§ **Work to complete**
Lines that include the word "whole" should be copied from the listing that follows.

§ **Record extracts**
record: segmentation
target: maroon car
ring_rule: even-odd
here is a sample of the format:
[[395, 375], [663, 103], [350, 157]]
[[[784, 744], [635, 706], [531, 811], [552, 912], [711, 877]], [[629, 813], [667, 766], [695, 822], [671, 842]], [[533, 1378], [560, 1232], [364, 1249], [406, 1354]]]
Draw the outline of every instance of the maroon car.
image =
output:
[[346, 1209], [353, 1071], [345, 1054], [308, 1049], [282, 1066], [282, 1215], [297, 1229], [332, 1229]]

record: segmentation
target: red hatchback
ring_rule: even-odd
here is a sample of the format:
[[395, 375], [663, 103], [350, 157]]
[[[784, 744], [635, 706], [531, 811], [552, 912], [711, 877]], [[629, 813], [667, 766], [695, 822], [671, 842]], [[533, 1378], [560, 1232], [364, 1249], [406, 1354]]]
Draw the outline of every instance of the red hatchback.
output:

==

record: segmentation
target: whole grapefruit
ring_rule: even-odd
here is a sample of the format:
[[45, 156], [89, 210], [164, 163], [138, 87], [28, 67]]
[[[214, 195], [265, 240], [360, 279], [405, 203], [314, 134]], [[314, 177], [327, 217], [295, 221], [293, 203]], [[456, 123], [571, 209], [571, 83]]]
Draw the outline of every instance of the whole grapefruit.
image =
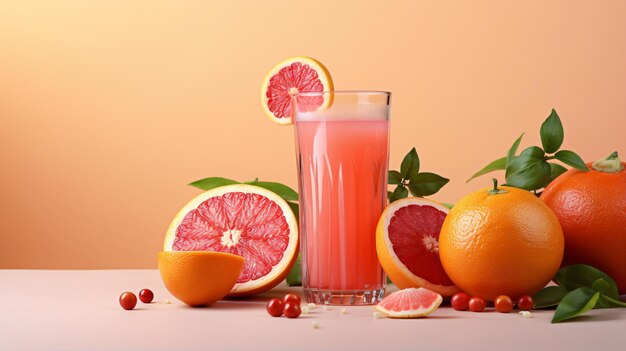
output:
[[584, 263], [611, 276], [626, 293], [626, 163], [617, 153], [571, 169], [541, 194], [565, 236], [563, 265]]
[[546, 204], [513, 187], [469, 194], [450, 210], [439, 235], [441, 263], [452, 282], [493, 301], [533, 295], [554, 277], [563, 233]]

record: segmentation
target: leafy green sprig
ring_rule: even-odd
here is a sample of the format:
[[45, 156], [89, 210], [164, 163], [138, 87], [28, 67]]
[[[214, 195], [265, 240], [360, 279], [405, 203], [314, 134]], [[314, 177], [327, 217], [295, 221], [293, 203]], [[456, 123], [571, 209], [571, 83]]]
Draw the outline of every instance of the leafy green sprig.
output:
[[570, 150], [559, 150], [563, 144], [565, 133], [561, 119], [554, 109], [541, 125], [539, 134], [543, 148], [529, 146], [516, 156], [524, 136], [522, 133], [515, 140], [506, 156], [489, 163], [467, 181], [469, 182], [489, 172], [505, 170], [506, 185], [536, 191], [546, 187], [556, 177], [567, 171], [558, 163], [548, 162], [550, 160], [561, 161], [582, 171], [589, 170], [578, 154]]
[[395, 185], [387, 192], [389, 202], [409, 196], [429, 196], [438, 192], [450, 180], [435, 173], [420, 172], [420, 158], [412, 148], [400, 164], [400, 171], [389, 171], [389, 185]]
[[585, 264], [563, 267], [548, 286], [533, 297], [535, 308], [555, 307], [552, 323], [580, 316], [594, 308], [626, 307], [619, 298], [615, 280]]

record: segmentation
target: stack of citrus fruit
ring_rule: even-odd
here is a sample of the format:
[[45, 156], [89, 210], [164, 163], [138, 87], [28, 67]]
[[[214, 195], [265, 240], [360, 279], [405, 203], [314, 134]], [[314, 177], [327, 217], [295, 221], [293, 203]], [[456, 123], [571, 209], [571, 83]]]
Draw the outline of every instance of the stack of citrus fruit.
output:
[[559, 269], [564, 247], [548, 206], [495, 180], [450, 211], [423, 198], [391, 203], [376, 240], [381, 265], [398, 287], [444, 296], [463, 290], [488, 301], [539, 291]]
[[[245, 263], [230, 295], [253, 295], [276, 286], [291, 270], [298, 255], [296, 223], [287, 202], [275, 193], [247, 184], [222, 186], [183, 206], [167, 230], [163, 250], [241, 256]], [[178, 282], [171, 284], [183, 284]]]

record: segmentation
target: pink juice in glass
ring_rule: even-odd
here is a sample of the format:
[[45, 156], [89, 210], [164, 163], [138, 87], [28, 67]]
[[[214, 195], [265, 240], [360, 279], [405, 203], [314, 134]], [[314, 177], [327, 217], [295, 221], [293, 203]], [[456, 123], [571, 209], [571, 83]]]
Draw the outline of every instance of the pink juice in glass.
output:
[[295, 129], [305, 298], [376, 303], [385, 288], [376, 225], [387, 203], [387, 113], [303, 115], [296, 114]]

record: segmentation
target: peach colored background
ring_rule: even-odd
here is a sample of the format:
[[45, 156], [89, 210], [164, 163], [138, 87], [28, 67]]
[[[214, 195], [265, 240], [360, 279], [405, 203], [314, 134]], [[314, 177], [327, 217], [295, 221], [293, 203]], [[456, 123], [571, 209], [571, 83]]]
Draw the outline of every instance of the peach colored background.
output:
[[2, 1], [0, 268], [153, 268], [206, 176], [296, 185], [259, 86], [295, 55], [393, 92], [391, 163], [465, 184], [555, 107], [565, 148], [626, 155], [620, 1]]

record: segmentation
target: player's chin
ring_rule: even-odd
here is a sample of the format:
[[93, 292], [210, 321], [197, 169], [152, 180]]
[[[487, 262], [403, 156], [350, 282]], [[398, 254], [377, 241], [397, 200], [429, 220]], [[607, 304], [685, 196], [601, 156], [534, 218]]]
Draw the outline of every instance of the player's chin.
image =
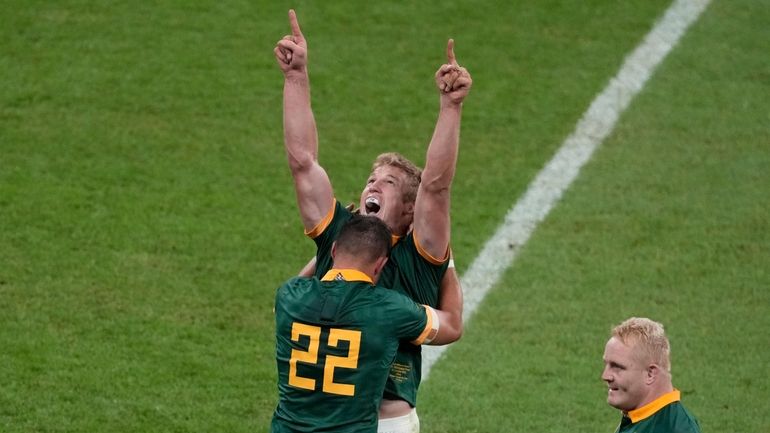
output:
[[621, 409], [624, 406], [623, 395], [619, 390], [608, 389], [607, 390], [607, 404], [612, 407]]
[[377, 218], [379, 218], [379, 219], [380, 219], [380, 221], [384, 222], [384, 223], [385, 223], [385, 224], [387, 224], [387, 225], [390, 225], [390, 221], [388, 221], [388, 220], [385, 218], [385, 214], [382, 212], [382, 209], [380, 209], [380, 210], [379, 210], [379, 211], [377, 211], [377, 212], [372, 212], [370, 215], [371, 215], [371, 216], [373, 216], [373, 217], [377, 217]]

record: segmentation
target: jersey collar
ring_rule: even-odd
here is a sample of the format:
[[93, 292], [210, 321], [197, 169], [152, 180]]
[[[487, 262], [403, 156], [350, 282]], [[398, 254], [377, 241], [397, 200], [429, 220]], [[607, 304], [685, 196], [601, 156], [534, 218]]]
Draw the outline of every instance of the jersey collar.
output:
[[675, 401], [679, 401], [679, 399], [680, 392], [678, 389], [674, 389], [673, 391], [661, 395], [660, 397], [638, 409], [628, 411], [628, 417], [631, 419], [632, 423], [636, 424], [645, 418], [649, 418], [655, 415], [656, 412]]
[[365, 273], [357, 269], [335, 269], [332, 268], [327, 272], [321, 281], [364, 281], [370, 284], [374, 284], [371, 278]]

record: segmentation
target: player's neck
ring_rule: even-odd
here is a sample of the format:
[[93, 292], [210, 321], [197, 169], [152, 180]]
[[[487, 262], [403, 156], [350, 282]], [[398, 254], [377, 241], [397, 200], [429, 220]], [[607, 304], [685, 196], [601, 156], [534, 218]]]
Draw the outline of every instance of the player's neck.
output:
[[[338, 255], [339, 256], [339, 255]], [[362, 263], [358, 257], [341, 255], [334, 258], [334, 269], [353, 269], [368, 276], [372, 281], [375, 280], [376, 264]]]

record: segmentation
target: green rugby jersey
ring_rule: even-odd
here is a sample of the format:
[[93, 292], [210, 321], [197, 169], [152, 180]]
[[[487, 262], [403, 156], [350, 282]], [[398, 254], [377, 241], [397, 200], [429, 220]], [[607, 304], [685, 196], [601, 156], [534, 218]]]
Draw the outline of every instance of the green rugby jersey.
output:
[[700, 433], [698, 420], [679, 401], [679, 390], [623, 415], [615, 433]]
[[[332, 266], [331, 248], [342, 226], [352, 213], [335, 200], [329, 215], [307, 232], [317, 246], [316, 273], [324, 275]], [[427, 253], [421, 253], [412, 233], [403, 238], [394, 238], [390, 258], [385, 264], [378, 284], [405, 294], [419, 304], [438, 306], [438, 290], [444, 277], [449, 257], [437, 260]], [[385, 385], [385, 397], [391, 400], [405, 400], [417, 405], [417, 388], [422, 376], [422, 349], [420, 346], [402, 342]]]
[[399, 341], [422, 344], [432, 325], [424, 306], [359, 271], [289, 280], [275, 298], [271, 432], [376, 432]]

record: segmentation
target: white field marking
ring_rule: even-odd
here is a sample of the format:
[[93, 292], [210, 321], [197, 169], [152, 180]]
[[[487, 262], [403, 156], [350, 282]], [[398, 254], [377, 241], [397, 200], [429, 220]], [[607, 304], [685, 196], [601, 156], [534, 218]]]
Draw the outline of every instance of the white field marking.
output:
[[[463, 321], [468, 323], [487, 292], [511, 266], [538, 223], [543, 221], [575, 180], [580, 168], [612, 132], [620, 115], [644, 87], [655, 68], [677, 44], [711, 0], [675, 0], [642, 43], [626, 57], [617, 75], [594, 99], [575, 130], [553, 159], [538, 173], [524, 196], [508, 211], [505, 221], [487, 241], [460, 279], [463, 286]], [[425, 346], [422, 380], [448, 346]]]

--

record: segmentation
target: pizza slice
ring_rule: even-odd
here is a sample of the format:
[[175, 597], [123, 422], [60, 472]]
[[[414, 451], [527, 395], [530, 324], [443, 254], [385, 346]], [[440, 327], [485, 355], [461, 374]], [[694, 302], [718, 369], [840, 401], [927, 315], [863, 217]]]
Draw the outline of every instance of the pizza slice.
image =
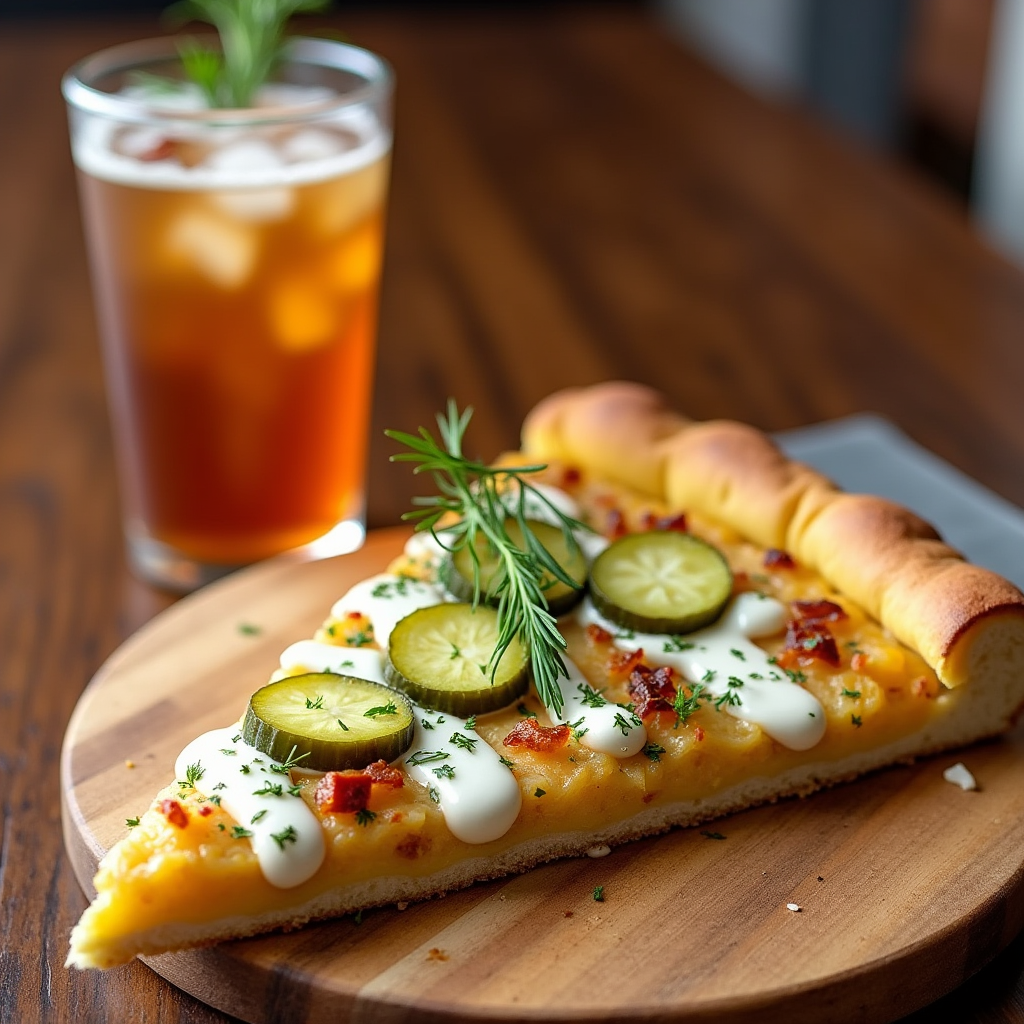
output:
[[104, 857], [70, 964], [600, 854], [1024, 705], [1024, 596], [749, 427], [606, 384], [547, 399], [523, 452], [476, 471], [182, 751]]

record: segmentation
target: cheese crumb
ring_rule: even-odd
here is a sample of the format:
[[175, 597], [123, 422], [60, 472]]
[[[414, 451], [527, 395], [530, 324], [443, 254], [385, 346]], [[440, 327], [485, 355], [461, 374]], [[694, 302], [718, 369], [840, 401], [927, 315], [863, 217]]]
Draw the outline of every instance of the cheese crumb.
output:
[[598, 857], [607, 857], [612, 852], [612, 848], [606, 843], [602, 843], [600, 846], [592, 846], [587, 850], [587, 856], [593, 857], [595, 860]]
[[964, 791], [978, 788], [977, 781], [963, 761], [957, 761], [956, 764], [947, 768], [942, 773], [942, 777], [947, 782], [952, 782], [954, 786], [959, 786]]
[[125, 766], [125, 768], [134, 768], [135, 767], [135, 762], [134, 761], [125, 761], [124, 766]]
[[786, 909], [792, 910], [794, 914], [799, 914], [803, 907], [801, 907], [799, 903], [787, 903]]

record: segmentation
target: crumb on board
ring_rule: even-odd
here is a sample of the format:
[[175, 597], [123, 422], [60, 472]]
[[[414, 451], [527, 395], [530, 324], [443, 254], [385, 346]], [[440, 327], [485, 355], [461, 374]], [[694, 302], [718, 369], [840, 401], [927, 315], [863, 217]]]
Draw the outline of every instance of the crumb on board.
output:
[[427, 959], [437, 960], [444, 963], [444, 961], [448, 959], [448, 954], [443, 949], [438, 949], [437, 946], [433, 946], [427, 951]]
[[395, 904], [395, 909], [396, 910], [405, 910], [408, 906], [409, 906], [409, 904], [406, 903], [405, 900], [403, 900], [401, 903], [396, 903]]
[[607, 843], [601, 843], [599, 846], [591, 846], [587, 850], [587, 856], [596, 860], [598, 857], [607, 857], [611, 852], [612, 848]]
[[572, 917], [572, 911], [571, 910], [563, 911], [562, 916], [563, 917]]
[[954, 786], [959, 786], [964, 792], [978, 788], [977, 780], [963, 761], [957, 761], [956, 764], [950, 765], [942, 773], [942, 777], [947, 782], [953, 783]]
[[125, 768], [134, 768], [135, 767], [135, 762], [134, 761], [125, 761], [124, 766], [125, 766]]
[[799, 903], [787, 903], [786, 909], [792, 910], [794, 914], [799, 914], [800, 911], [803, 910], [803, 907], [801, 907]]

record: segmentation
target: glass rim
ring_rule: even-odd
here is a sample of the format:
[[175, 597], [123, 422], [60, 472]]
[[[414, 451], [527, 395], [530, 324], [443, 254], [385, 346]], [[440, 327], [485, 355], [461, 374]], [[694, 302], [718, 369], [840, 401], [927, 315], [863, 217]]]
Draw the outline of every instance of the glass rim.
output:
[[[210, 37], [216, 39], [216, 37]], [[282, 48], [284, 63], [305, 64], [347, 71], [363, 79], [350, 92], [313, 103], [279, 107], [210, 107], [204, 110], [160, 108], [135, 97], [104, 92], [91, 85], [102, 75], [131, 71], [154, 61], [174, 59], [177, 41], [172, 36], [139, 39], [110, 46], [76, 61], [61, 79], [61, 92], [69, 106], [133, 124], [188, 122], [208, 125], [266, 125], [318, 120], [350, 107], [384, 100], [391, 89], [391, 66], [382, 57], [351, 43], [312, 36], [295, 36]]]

§ **Your solution**
target: whole grapefruit
Draw the outline of every instance of the whole grapefruit.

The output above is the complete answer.